▶ **Exercise**
Continue the text on National Cholesterol Education Month from where it stops.

National Cholesterol Education Month

Medical Assistant putting a stethoscope into her ear with title "National Cholesterol Education Month, What is cholesterol?" overlaid

National Cholesterol Education Month

September is National Cholesterol Education Month. Did you know that high blood cholesterol is one of the primary risk factors for heart disease? According to the Centers for Disease Control and Prevention heart disease is the leading cause of death in the United States.

What is Cholesterol?

Cholesterol is a substance produced in the liver. It is essential in building healthy cell walls and making hormones like Estrogen and Testosterone. However, too much cholesterol in the body can start to form plaque in the vessel walls. This can increase the risk of multiple metabolic diseases like heart disease and stroke. It is critical to have cholesterol measured regularly, as it can help determine if you might be at risk for cardiovascular disease.

The liver makes all the cholesterol our body needs to function correctly, but it also comes from our diet, and a high-fat diet can cause an increase in the liver production of cholesterol as well. Excessive cholesterol in the blood can damage the endothelial cells and lead to plaque build-up in the vessels, which increases the risk for heart disease, stroke, dementia, and many other chronic medical issues.

▶ **Dataset content**
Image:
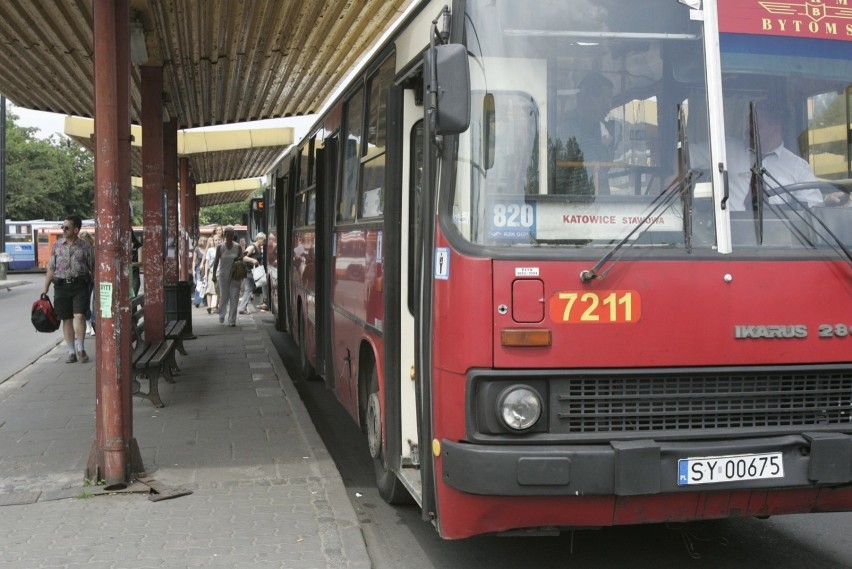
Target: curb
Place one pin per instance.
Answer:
(352, 538)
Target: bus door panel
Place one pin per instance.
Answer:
(349, 291)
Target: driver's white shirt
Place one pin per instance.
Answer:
(782, 166)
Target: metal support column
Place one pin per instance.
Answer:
(186, 259)
(153, 202)
(114, 453)
(170, 180)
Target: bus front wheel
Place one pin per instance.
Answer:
(390, 487)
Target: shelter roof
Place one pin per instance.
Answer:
(224, 62)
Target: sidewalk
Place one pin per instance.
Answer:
(264, 491)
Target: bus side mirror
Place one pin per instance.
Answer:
(447, 79)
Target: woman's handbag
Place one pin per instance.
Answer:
(238, 271)
(258, 273)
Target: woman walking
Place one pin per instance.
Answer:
(210, 292)
(197, 266)
(252, 258)
(227, 254)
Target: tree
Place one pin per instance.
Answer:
(46, 179)
(226, 214)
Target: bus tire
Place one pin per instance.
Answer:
(306, 370)
(390, 487)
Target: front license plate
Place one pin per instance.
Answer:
(718, 469)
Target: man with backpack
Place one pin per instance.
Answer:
(70, 269)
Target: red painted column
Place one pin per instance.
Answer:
(124, 247)
(171, 177)
(109, 458)
(185, 217)
(153, 201)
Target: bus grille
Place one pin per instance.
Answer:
(595, 404)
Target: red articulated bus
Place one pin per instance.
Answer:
(586, 264)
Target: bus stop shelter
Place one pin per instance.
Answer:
(167, 66)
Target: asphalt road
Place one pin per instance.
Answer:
(397, 537)
(20, 344)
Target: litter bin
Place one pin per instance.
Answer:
(179, 304)
(5, 259)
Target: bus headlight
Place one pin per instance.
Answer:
(519, 407)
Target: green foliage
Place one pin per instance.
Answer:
(226, 214)
(46, 179)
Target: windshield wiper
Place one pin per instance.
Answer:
(758, 188)
(756, 183)
(805, 214)
(682, 185)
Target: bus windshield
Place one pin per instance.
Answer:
(589, 126)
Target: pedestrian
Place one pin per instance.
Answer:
(211, 292)
(227, 254)
(90, 314)
(70, 269)
(198, 276)
(252, 258)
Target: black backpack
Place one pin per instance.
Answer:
(44, 316)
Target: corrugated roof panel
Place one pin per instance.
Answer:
(224, 61)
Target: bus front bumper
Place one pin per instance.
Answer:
(640, 467)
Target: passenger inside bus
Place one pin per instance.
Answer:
(783, 167)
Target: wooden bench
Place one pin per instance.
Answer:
(173, 330)
(150, 360)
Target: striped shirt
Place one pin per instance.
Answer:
(71, 260)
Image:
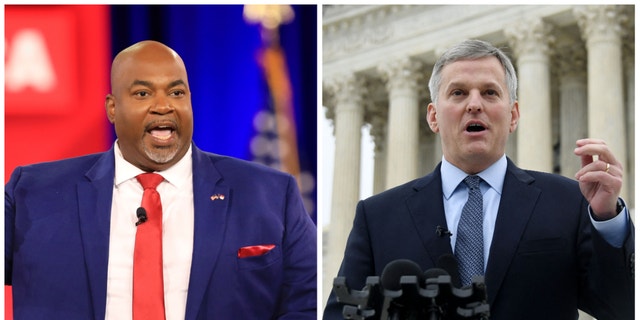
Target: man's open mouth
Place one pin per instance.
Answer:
(162, 131)
(475, 127)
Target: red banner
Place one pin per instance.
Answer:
(57, 61)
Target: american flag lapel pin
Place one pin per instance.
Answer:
(217, 196)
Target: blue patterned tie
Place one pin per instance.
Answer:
(469, 242)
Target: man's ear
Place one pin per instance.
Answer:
(515, 116)
(431, 118)
(110, 107)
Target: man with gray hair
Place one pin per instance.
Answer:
(545, 244)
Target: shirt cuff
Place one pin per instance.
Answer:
(614, 230)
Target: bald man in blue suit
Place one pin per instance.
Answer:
(251, 246)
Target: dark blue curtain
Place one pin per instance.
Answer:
(228, 88)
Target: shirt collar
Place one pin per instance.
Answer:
(177, 175)
(452, 176)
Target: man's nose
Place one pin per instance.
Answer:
(161, 105)
(475, 102)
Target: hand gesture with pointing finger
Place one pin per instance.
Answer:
(600, 178)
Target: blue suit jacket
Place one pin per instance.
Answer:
(545, 261)
(57, 220)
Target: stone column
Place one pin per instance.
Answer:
(602, 30)
(531, 41)
(378, 114)
(571, 69)
(402, 77)
(348, 111)
(629, 67)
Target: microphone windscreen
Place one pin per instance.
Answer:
(434, 273)
(394, 270)
(450, 264)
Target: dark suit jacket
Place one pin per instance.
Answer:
(57, 220)
(545, 261)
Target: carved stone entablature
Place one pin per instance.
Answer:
(358, 31)
(602, 22)
(570, 58)
(346, 89)
(531, 36)
(402, 73)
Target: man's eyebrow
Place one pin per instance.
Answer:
(148, 84)
(176, 83)
(141, 83)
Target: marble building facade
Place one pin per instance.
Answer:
(575, 68)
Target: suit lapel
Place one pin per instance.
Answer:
(516, 206)
(210, 210)
(427, 211)
(94, 207)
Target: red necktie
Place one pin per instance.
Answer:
(148, 286)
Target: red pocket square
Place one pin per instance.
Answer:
(253, 251)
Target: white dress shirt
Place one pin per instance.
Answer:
(176, 193)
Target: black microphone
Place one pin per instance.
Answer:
(397, 303)
(434, 311)
(442, 231)
(449, 263)
(142, 216)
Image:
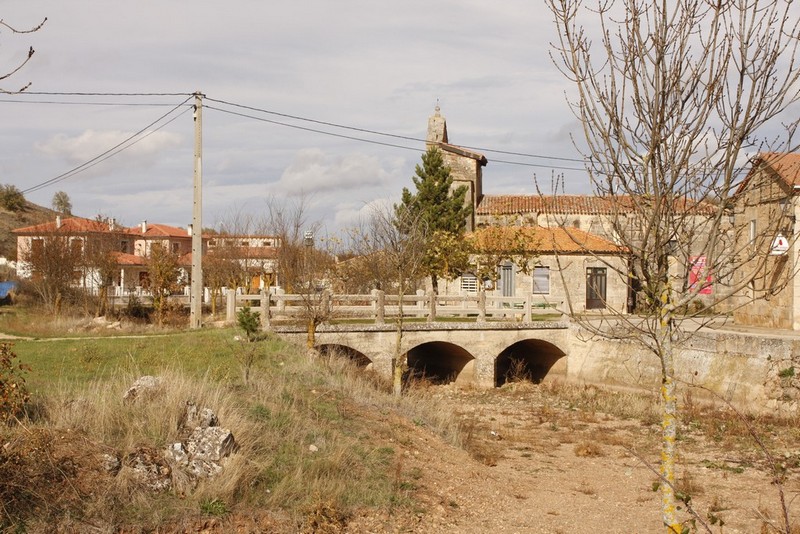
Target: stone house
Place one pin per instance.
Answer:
(600, 217)
(466, 166)
(565, 268)
(766, 211)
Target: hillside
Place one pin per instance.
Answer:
(9, 220)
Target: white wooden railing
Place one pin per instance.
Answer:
(378, 307)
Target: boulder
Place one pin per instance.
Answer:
(149, 468)
(193, 418)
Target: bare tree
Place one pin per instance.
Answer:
(670, 94)
(395, 244)
(304, 261)
(162, 277)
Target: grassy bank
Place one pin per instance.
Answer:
(318, 440)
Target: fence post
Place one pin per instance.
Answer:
(265, 324)
(327, 298)
(230, 315)
(281, 302)
(380, 306)
(482, 306)
(528, 317)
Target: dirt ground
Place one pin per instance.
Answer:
(535, 463)
(536, 467)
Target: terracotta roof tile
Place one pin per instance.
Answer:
(569, 204)
(544, 240)
(74, 225)
(785, 165)
(159, 230)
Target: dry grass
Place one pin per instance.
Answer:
(588, 449)
(294, 401)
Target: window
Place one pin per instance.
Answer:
(506, 276)
(469, 283)
(595, 288)
(541, 280)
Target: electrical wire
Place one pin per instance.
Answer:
(384, 134)
(116, 149)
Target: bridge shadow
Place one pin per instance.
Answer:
(343, 351)
(439, 362)
(530, 359)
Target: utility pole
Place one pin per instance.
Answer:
(196, 295)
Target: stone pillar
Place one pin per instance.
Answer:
(230, 315)
(484, 371)
(265, 322)
(380, 306)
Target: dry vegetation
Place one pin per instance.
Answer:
(324, 447)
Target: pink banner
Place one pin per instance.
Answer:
(699, 274)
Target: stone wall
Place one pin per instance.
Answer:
(753, 372)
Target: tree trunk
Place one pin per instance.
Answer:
(669, 423)
(311, 338)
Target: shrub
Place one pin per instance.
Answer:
(11, 198)
(13, 391)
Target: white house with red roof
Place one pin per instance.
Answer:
(131, 248)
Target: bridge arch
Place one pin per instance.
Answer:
(343, 351)
(441, 362)
(530, 358)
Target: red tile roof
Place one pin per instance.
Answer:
(542, 240)
(71, 225)
(785, 165)
(159, 230)
(570, 204)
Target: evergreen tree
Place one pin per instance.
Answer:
(61, 203)
(443, 211)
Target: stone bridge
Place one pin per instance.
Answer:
(483, 354)
(754, 371)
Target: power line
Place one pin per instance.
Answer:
(384, 134)
(116, 149)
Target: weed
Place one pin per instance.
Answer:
(215, 507)
(13, 391)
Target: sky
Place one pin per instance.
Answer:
(362, 64)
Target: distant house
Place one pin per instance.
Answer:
(767, 208)
(601, 217)
(130, 247)
(466, 166)
(568, 269)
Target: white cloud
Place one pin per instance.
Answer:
(91, 144)
(314, 172)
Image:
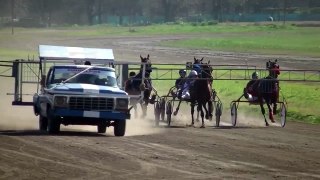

▶ **Output below**
An evaluation of chronic medical disease will usually include cholesterol panel testing. The panel is broken-down into LDL, HDL, and Triglycerides.


The LDL is bad cholesterol. It is the main culprit in causing plaque build-up in the arteries throughout the body. LDL should be lower than at least 100 and even lower in people with cardiovascular disease. By limiting alcohol intake, tobacco cessation, eating high-fiber foods, limiting processed foods and high-fat foods, and getting regular daily exercise LDL can be decreased. For some heart-healthy recipes, visit our clinic’s blog at


HDL is good cholesterol. Essentially, it is the garbage truck that picks up the LDL and carries it away from our vessels. HDL should be greater than 40 in males and 60 in females. One of the best ways to raise HDL is to be active and get at least 150 minutes of moderate-intensity aerobic exercise every week. Choosing activities you enjoy will help keep you motivated to continue exercising daily.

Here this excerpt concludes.